=== Begin Enclosure ===

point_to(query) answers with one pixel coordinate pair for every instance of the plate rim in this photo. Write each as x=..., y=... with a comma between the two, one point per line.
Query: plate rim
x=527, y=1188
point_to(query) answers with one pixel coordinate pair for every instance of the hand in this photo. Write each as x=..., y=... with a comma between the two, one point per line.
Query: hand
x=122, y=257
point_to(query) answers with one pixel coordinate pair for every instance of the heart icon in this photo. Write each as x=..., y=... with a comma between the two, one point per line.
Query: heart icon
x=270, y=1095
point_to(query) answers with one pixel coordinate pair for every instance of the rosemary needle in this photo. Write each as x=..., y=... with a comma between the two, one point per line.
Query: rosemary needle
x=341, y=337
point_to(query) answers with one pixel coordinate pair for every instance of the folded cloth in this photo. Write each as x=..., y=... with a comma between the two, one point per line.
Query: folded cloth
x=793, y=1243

=== End Enclosure ===
=== Begin Enclosure ===

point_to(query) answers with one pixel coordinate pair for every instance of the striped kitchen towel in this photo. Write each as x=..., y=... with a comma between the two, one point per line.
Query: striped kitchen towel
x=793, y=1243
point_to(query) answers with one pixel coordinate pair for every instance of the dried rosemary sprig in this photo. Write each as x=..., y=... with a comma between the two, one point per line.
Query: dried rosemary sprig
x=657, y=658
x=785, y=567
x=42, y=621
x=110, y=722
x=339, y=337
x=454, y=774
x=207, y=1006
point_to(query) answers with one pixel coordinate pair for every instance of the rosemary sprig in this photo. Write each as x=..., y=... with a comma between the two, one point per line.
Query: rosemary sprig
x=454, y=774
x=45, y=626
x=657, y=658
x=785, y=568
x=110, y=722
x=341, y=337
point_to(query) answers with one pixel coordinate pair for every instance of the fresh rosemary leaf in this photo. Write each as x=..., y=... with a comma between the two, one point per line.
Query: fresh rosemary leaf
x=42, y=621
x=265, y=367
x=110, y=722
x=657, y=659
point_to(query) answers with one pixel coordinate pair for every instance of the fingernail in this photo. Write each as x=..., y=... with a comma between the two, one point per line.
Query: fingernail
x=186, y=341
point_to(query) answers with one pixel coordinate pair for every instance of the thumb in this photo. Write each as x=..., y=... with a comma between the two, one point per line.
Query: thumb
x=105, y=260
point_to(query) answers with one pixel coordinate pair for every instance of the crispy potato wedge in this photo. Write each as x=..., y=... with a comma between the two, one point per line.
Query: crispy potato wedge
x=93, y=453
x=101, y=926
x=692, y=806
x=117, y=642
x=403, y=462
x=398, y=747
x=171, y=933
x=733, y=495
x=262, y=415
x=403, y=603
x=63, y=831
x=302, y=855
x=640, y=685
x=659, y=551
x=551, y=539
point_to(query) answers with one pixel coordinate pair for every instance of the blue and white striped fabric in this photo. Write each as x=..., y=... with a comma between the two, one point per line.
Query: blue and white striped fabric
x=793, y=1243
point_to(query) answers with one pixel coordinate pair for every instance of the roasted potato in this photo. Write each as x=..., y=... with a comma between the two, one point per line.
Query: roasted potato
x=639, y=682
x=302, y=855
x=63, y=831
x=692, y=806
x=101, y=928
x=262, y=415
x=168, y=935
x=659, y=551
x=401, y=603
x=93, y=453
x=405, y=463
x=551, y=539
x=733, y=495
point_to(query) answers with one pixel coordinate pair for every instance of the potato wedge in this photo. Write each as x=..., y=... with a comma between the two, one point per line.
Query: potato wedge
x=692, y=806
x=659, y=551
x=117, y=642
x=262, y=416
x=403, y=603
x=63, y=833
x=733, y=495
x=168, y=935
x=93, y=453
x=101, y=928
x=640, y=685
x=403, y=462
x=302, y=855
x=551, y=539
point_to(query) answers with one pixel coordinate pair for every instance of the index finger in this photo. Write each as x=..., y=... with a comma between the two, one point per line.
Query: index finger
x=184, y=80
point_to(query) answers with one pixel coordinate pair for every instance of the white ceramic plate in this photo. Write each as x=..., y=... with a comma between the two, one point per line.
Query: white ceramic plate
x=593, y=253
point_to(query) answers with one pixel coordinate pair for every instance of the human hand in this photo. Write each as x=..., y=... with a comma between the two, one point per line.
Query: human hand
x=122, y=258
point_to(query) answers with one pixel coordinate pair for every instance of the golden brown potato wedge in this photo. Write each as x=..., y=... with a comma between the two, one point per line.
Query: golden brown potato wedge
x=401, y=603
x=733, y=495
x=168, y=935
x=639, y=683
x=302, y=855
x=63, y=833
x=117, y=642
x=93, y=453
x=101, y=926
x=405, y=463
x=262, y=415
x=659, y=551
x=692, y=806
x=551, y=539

=== End Enclosure ===

Problem to solve: Given the records above, reproduce precisely and only the lines between the line holding "Query: potato wedge" and the line holding "of the white", inclusive.

Reply to the exercise:
Query: potato wedge
x=692, y=806
x=659, y=551
x=117, y=642
x=262, y=416
x=403, y=603
x=63, y=833
x=733, y=495
x=168, y=935
x=93, y=453
x=101, y=928
x=640, y=685
x=403, y=462
x=302, y=855
x=551, y=539
point_to(query) answers with one pixel coordinate pair for every instance of the index finger in this photo. Write each as x=..., y=... with a comma between the two, one point per line.
Query: index finger
x=184, y=80
point_to(query) answers with one pixel coordinate pair for every instance of the white ceramic plate in this photo. Write each as x=..., y=... with a comma between the two, one point per line.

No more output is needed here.